> Arbeitsauftrag 1
Gib aus dem Text zur Nachhaltigkeitsforschung das Stück wortgetreu wieder, das mit den Worten „Nachhaltigkeit: Umweltsoziologe setzt“ anfängt und mit „(DFG) finanziert werden.“ aufhört.
> Arbeitsauftrag 2
Übersetze diesen Satz aus dem Text zur Nachhaltigkeitsforschung ins Englische: „Dabei ist es bis zu einem konkreten Ergebnis oder Forschungsprojekt oft ein langer Weg.“
> Arbeitsauftrag 3
Nenne alle Fachleute, die laut dem Text zur Nachhaltigkeitsforschung in der Gruppe von Jetzkowitz zusammenarbeiten.

> Vorliegender Text
◇ ◇ ◇ ◇ ◇
Nachhaltigkeit: Umweltsoziologe setzt neue Impulse für die Forschung
Wenn über Forschung berichtet wird, stehen meist große Fördersummen oder neue wissenschaftliche Erkenntnisse im Vordergrund. Dabei ist es bis zu einem konkreten Ergebnis oder Forschungsprojekt oft ein langer Weg. Im Vorfeld finden umfangreiche Recherchen und zahlreiche Gespräche mit Kollegen statt, um das geplante Forschungsthema zu umreißen.
In dieser Phase befindet sich Dr. Jens Jetzkowitz vom Institut für Soziologie an der Universität Halle – gewissermaßen. Das Deutsche Komitee für Nachhaltigkeitsforschung (DKN) hat ihm die Einrichtung einer Arbeitsgruppeninitiative genehmigt. Dabei handelt es sich um eine Art Förderung für Fachgespräche unter Kollegen, die von der Deutschen Forschungsgemeinschaft (DFG) finanziert werden.
Im Rahmen der Arbeitsgruppe kann Jetzkowitz Wissenschaftler aus dem In- und Ausland zu Gesprächen und Workshops nach Deutschland einladen. Das Ziel: im Bereich der Nachhaltigkeitsforschung neue Themen und Forschungsfragen erschließen. „Wir beschäftigen uns grob gesagt mit der Frage: Wie könnte man was erforschen“, erläutert Jetzkowitz. Um das Thema möglichst breit anzugehen, arbeiten in der Gruppe Biologen, Soziologen, Philosophen und Geografen zusammen.
Die Frage, mit der sich seine Gruppe in der nächsten Zeit befassen wird, lautet: „Wie muss das Gesellschaftliche in Projekten zur Nachhaltigkeit berücksichtigt werden?“ Hintergrund dafür sei die Erfahrung vieler Biologen und Ökologen, dass es eine gewisse Unzufriedenheit im Nachhaltigkeitsdiskurs gibt. „Häufig werden in der Diskussion um Nachhaltigkeit Naturverhältnisse bilanziert. Es wird also gefragt, was etwas kostet und was es bringt.“ Dies könne aber nicht alles sein, so Jetzkowitz, denn dabei würde das Gesellschaftliche unangemessen verkürzt. Am Beispiel der häufig geforderten Reduktion des Fleischkonsums will seine Gruppe darüber diskutieren, was neben dem Preis für Fleisch noch in entsprechenden Modellen für nachhaltiges Verhalten berücksichtigt werden muss.
Neben solchen Arbeitsgruppeninitiativen werden von der DFG zum Beispiel auch wissenschaftliche Netzwerke gefördert, in denen Workshops und Arbeitstreffen gestärkt werden. Hier sollen im Anschluss an die Förderung gemeinsame Forschungsprojekte oder zum Beispiel Publikationen entstehen. Anders ist die Aufgabe der Arbeitsgruppen des DKN, wie Jetzkowitz berichtet. So könnte zum Beispiel die Grundlage für eine neue Ausschreibung entwickelt werden. „Wenn das Bundesministerium für Wissenschaft eine neue Ausschreibung zur Nachhaltigkeitsforschung plant, können wir hier beratend tätig werden“, erklärt der Wissenschaftler, der sich seit über 15 Jahren aus soziologischer Sicht mit den Themen Umwelt und Nachhaltigkeit beschäftigt.
◇ ◇ ◇ ◇ ◇
> Datensätze
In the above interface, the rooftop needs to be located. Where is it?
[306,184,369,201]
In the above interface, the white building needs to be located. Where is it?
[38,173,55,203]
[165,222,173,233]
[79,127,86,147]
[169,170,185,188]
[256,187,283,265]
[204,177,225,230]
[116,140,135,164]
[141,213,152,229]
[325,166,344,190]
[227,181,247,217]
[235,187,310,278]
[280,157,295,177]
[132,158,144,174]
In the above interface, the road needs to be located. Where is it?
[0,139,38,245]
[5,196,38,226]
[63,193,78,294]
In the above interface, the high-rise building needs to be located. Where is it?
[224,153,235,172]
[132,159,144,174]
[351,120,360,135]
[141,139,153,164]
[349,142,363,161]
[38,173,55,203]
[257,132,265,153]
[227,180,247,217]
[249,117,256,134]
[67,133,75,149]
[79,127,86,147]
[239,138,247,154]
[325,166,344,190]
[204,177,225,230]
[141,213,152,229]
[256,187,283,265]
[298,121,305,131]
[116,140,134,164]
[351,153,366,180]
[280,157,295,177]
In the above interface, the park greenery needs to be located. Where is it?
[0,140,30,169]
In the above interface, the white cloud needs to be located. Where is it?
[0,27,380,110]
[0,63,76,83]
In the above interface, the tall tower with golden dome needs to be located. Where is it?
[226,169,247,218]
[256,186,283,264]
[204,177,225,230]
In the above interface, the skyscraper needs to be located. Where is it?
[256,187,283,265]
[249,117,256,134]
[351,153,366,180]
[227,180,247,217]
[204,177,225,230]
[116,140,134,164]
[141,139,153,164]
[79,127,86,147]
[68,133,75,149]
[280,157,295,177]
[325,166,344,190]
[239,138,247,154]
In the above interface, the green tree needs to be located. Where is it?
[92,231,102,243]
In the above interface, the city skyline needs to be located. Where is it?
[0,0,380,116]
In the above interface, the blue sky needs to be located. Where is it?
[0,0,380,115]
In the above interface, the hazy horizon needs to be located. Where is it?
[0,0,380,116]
◇ ◇ ◇ ◇ ◇
> Ergebnis 1
Nachhaltigkeit: Umweltsoziologe setzt neue Impulse für die Forschung
Wenn über Forschung berichtet wird, stehen meist große Fördersummen oder neue wissenschaftliche Erkenntnisse im Vordergrund. Dabei ist es bis zu einem konkreten Ergebnis oder Forschungsprojekt oft ein langer Weg. Im Vorfeld finden umfangreiche Recherchen und zahlreiche Gespräche mit Kollegen statt, um das geplante Forschungsthema zu umreißen.
In dieser Phase befindet sich Dr. Jens Jetzkowitz vom Institut für Soziologie an der Universität Halle – gewissermaßen. Das Deutsche Komitee für Nachhaltigkeitsforschung (DKN) hat ihm die Einrichtung einer Arbeitsgruppeninitiative genehmigt. Dabei handelt es sich um eine Art Förderung für Fachgespräche unter Kollegen, die von der Deutschen Forschungsgemeinschaft (DFG) finanziert werden.

> Ergebnis 2
Yet it is often a long road to a concrete result or research project.

> Ergebnis 3
Biologen, Soziologen, Philosophen, Geografen